§ Kaynak alıntı:
Uydurulan Din ve Kurandaki Din E Kitap'tan Alıntılanmıştır. -MKA

**2/3: KURAN'A GÖRE NAMAZ:


Edip Yuksel
www.19.org


Hadis ve Sünnet kaynaklarındaki yüzlerce çelişkiyi, saçmalıkları, palavraları eleştirdiğimizde onların mukallit ve mürit savunucuları bize sürekli olarak şu eleştiride bulunmaktadırlar: 'Hadisler olmazsa namazı nasıl kılacağımızı nereden öğreneceğiz?'

Bir youtube konuşmamda hadis kitaplarına göre namaz kılmanın mümkün olmadığını delilleriyle isbat ettim
Hadislere göre namaz uyduran mezhepler arasında da büyük farklılıklar olduğunu gösterdim. Bu makalede ise Kuran'da namazla ilgili geçen 60-70 ayeti incelememi sizinle paylaşıyorum. Siz de benzeri bir araştırma yapınız ve Kuran'a göre aklınızın ışığında namazı öğrenin. Peygambere en iğrenç hakaretleri ve akla zarar saçmalıkları içeren uyduruk hadis kitapları yerine aklın ışığında Kuran'ın ayetlerini izleyiniz.


 Namazın Amacı

Namaz kılmak, sıkça zekatla ve muhtaçlara yardım etmekle birlikte anılarak namaz kılan kişinin toplumsal bilinç ve sorumluluğa sahip olması vurgulanır (2:43,83,110; 4:77, 22:78; 107:1-7). 

Namaz sadece Allah'ı anmak için kılınır (6:162; 20:14). 

Bu özel anma ve iletişim ibadeti gözetilirken dış dünya ile ilişkiler minimuma indirilmeli (4:101-103). 

Namaz, müslümanları günahlardan ve başkalarına zarar vermekten alıkor (29:45). 

Namaz hayat boyu gözetilecek bir görevdir (70:23).


 Abdest

Namaz kılmak için abdestli olmak gerekir (4:43; 5:6).

§ Bir veri koleksiyonundan alınan kayıtlar:
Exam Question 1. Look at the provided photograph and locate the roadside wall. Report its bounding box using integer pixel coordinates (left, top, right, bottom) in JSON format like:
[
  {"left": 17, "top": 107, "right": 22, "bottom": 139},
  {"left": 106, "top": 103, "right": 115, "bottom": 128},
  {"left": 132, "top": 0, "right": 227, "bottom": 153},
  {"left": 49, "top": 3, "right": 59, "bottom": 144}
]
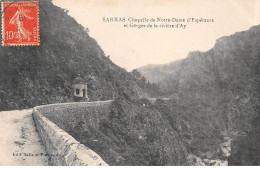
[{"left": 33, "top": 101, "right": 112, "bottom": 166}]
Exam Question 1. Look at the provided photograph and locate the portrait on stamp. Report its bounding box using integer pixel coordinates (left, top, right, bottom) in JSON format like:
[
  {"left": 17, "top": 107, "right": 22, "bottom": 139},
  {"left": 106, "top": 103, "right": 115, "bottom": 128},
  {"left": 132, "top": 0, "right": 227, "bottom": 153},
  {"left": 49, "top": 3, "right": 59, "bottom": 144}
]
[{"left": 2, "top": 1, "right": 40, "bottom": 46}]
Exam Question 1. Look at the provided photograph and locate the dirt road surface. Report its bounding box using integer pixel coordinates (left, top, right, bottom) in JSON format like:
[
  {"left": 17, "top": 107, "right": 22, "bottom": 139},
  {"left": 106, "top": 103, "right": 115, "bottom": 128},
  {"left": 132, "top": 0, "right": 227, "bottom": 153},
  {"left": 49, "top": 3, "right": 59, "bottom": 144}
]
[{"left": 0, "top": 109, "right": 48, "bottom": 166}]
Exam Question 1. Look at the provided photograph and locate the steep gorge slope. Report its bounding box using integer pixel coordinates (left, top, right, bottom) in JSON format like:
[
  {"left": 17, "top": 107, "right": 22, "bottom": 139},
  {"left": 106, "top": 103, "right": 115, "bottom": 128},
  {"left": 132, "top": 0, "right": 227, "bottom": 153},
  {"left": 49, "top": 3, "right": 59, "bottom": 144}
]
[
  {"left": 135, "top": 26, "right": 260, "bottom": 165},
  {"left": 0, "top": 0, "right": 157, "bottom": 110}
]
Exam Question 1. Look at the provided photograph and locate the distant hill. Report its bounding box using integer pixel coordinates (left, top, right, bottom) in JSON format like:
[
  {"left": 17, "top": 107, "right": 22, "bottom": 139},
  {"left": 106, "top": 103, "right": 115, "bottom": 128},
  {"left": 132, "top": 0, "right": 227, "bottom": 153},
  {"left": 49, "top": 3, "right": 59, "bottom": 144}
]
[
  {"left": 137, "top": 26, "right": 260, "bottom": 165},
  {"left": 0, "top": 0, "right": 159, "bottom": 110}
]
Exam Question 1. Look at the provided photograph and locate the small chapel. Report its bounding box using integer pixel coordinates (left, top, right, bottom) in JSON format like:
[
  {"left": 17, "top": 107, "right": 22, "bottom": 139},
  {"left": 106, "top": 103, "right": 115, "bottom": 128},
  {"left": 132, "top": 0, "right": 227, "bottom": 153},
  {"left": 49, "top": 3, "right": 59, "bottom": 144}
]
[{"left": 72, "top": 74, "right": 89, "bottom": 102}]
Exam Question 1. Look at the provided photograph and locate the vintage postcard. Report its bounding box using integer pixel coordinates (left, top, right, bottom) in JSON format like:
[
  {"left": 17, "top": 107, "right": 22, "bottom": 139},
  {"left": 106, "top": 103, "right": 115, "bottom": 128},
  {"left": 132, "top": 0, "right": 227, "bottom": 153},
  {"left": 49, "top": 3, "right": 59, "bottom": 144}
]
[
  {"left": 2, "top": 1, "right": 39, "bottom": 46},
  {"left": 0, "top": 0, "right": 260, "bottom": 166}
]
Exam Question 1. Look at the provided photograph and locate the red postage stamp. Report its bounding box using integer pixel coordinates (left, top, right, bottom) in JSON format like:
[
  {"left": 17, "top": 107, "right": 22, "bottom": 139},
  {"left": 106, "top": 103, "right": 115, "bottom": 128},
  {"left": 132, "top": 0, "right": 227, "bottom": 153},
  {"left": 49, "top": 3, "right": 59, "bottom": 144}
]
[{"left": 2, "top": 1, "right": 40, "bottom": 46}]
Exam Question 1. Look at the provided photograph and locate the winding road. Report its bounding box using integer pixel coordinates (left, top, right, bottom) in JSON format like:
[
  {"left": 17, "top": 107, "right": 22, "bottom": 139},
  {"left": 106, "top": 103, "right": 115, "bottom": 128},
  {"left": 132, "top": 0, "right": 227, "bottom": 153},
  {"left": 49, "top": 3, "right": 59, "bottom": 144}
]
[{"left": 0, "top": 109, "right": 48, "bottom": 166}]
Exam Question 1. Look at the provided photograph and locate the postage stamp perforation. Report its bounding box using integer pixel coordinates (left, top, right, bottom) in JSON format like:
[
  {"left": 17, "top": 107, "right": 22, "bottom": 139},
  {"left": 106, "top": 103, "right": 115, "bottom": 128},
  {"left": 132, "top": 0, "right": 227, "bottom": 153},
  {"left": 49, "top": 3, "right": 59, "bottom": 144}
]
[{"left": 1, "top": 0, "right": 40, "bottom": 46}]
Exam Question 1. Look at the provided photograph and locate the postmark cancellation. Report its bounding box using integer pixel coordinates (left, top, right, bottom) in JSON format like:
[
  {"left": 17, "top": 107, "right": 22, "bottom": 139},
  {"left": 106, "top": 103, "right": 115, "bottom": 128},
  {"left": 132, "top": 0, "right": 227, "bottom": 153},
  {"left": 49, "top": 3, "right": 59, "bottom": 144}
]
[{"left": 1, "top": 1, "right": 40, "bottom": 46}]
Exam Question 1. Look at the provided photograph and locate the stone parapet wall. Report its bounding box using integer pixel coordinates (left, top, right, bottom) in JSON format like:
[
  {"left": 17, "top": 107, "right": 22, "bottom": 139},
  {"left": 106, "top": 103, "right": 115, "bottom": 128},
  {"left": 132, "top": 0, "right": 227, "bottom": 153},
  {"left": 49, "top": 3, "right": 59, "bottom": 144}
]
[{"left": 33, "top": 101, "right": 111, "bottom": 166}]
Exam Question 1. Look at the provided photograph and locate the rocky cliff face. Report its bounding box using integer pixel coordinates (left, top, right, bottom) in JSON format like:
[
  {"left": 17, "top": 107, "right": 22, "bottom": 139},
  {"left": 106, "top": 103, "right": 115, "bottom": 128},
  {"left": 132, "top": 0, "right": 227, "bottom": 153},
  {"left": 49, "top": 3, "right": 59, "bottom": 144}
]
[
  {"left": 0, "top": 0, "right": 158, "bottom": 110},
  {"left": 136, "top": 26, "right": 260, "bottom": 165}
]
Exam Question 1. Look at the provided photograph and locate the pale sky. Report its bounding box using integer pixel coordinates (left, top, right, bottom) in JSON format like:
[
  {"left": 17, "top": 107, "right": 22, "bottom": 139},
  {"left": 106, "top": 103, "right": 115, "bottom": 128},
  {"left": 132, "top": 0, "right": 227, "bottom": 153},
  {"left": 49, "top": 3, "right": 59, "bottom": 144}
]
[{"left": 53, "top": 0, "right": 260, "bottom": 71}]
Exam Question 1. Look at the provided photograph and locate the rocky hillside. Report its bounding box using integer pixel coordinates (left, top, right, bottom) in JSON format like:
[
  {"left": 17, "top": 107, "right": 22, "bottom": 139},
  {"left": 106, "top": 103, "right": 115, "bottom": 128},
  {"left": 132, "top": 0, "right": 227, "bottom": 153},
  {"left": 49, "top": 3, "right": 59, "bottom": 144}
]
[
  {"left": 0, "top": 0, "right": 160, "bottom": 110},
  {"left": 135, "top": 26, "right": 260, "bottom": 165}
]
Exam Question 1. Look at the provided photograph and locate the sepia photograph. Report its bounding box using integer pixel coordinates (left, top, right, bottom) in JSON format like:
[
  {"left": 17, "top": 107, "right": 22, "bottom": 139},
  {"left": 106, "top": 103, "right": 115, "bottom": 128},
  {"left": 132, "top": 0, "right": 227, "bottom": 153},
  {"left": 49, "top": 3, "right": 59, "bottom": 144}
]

§ Görevler:
a. Lütfen Kuran'a göre namaz metninden, "Bir youtube konuşmamda" sözlerini içeren yerle başlayıp "4:77, 22:78; 107:1-7)." sözleriyle biten bölümü hiç değiştirmeden çıktı olarak verin.
b. Kuran'a göre namaz metninde namaz kılmak için neyin gerektiği belirtiliyor?

§ Görev yanıtları:
a.
Bir youtube konuşmamda hadis kitaplarına göre namaz kılmanın mümkün olmadığını delilleriyle isbat ettim
Hadislere göre namaz uyduran mezhepler arasında da büyük farklılıklar olduğunu gösterdim. Bu makalede ise Kuran'da namazla ilgili geçen 60-70 ayeti incelememi sizinle paylaşıyorum. Siz de benzeri bir araştırma yapınız ve Kuran'a göre aklınızın ışığında namazı öğrenin. Peygambere en iğrenç hakaretleri ve akla zarar saçmalıkları içeren uyduruk hadis kitapları yerine aklın ışığında Kuran'ın ayetlerini izleyiniz.


 Namazın Amacı

Namaz kılmak, sıkça zekatla ve muhtaçlara yardım etmekle birlikte anılarak namaz kılan kişinin toplumsal bilinç ve sorumluluğa sahip olması vurgulanır (2:43,83,110; 4:77, 22:78; 107:1-7).

b. Namaz kılmak için abdestli olmak gerekir.